Excerpt to read |

↓↓↓

The Breast Cancer Journey Planner

Carrie Sanders got first-hand experience with cancer at only age 19. During this challenging and traumatic period, she decided that she wanted to dedicate herself to live her life with meaning and purpose by entering the medical field. As a psychotherapist, she’s created a journal that intends to support women through their journey with cancer.

Journaling the breast cancer journey

At last, an easy to use, comprehensive organizer to help women deal with the immense challenges of a breast cancer diagnosis and treatment plan is available. The Breast Cancer
Journey Planner
is packed with indispensable resources and worksheets including: helpful advice, questions to ask medical providers, an appointment calendar, journaling pages,
glossary of terms, financial resources, and much more. The three-ring binder has pockets to store and organize information and fits in most purses, making it easy to take to doctor appointments.
The author created the organizer based on her first-hand experience as a cancer survivor and counselor to cancer patients.

Excerpt from the Helpful Hints Chapter

Here are some general guidelines to help make your doctors’ appointments as smooth as possible (your doctors will appreciate it too).

↑↑↑

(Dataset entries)
↓↓↓

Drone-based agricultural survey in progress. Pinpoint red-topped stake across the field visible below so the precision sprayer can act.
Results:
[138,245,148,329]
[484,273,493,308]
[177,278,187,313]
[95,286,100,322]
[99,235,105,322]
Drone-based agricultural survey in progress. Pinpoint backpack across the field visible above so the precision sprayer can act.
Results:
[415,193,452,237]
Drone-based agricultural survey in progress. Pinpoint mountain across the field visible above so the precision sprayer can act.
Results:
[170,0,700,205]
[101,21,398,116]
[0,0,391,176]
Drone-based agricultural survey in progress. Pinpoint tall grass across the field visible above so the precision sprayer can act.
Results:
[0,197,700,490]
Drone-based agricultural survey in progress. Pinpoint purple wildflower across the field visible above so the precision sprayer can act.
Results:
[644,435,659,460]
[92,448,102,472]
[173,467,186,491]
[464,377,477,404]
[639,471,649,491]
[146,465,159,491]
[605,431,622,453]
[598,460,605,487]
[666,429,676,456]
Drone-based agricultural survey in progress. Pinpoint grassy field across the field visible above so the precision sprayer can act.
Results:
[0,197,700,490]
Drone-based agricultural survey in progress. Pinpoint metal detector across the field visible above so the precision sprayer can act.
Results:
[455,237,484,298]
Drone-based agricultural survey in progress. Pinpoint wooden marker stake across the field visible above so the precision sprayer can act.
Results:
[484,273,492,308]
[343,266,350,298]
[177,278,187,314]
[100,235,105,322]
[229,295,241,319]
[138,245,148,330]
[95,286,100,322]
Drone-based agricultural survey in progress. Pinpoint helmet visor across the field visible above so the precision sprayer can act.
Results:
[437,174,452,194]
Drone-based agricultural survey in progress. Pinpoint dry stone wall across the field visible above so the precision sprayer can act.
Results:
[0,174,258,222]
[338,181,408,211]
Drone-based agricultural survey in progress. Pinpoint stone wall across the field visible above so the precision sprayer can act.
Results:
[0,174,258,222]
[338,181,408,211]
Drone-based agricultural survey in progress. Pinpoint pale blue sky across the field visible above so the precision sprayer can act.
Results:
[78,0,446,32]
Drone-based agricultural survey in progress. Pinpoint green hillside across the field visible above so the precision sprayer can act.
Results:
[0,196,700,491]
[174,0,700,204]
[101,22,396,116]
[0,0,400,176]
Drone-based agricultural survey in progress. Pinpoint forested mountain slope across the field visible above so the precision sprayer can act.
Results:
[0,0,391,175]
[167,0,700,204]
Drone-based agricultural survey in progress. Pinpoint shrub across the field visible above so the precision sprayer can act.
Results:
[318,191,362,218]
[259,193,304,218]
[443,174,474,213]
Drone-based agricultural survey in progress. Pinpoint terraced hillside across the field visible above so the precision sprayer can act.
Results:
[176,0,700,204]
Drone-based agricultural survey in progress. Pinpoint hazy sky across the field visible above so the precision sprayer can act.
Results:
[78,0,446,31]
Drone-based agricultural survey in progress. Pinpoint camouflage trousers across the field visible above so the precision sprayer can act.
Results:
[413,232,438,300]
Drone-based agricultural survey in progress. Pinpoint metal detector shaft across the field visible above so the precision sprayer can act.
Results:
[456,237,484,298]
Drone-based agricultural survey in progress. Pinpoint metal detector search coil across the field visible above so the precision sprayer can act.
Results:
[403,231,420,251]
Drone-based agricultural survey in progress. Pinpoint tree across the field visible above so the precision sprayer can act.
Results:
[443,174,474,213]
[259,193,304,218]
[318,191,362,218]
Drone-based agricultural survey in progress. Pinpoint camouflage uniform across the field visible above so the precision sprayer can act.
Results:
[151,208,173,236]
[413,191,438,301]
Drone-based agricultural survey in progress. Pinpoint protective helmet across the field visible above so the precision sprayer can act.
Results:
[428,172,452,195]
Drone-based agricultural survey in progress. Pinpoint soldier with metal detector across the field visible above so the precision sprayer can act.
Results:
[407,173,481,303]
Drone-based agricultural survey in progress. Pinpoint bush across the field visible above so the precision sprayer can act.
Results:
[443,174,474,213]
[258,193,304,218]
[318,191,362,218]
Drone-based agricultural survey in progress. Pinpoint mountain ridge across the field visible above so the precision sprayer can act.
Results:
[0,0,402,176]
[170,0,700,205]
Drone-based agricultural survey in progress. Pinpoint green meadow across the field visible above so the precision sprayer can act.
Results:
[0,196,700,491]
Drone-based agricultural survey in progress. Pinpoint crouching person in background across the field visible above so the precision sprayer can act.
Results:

↑↑↑

Instructions |
#1 According to the text on the Breast Cancer Journey Planner, what makes the binder easy to take to doctor appointments?
#2 Answer these from the text on the Breast Cancer Journey Planner:
(a) At what age did Carrie Sanders first experience cancer?
(b) What does the three-ring binder have for storing and organizing information?
(c) From which chapter is the excerpt at the end taken?
#3 Write out the part of the text on the Breast Cancer Journey Planner that begins with the words "Journaling the breast" and ends with "appreciate it too).".
The data plays no part in what comes next.

List of solutions |
#1 The three-ring binder fits in most purses, so it is easy to bring along to doctor appointments.

#2
(a) She was 19.
(b) It has pockets.
(c) The Helpful Hints Chapter.

#3
Journaling the breast cancer journey

At last, an easy to use, comprehensive organizer to help women deal with the immense challenges of a breast cancer diagnosis and treatment plan is available. The Breast Cancer
Journey Planner
is packed with indispensable resources and worksheets including: helpful advice, questions to ask medical providers, an appointment calendar, journaling pages,
glossary of terms, financial resources, and much more. The three-ring binder has pockets to store and organize information and fits in most purses, making it easy to take to doctor appointments.
The author created the organizer based on her first-hand experience as a cancer survivor and counselor to cancer patients.

Excerpt from the Helpful Hints Chapter

Here are some general guidelines to help make your doctors’ appointments as smooth as possible (your doctors will appreciate it too).